Exercise brief
Here is a listing; restate all of it exactly.

Working data
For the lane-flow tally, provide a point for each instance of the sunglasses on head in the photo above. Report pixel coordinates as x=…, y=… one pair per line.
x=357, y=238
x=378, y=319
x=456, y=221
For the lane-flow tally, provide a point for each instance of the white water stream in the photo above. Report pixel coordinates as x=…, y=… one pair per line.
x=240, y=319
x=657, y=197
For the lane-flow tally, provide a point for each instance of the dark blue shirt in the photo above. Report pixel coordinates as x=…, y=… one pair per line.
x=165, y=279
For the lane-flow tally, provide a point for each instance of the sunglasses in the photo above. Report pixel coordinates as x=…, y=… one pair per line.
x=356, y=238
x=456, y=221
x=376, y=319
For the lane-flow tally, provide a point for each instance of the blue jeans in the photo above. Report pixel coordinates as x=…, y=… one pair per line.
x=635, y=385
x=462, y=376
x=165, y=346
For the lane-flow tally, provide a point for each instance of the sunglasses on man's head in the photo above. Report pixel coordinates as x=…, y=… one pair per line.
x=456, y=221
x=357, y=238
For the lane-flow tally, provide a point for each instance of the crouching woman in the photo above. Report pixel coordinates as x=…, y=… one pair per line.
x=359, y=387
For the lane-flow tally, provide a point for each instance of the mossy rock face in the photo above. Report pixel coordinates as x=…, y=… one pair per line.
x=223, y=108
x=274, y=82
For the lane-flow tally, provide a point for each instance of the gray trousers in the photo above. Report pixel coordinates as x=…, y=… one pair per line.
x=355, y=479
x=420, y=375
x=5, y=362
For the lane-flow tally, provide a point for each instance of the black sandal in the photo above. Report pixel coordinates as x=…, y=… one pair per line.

Exercise answer
For the lane-flow tally, provide a point for each instance of the sunglasses on head in the photo above. Report pixel coordinates as x=…, y=… one pair per line.
x=357, y=238
x=378, y=319
x=456, y=221
For the lane-flow tally, provide a point for each instance of the white water stream in the photo above. Report pixel coordinates as x=…, y=… one pair per line.
x=240, y=319
x=657, y=197
For the lane-flow tally, provide a point for each instance of the dark blue shirt in the photo above. Report pixel coordinates as x=…, y=… one pair per line.
x=165, y=279
For the lane-flow tally, provide a point for each instance of the sunglasses in the photo above. Report pixel coordinates as x=…, y=… one pair per line.
x=356, y=238
x=456, y=221
x=376, y=319
For the lane-flow tally, provide a point for each instance of the blue jeans in the photo above. Report pixel coordinates as x=…, y=… one pair per line.
x=635, y=385
x=462, y=376
x=165, y=346
For the lane-flow tally, provide a point for each instance of the sunglasses on man's head in the photo above. Report pixel coordinates as x=…, y=… one pair per line.
x=456, y=221
x=357, y=238
For the lane-flow tally, provide a point for each instance of the crouching woman in the photo above. Report pixel coordinates as x=…, y=… one pair per line.
x=359, y=387
For the lane-flow tally, provide a point for each instance of the mossy rock face in the photo above. Report pixel coordinates as x=…, y=… one pair per line.
x=223, y=108
x=274, y=82
For the lane-flow tally, provide a point for each instance of the gray trousers in the photo above. Report pixel coordinates as x=…, y=… one pair per line.
x=355, y=479
x=420, y=375
x=5, y=362
For the lane-flow tally, provide a point for each instance of the black sandal in the photo above. Report pixel coordinates as x=…, y=… one pair per line.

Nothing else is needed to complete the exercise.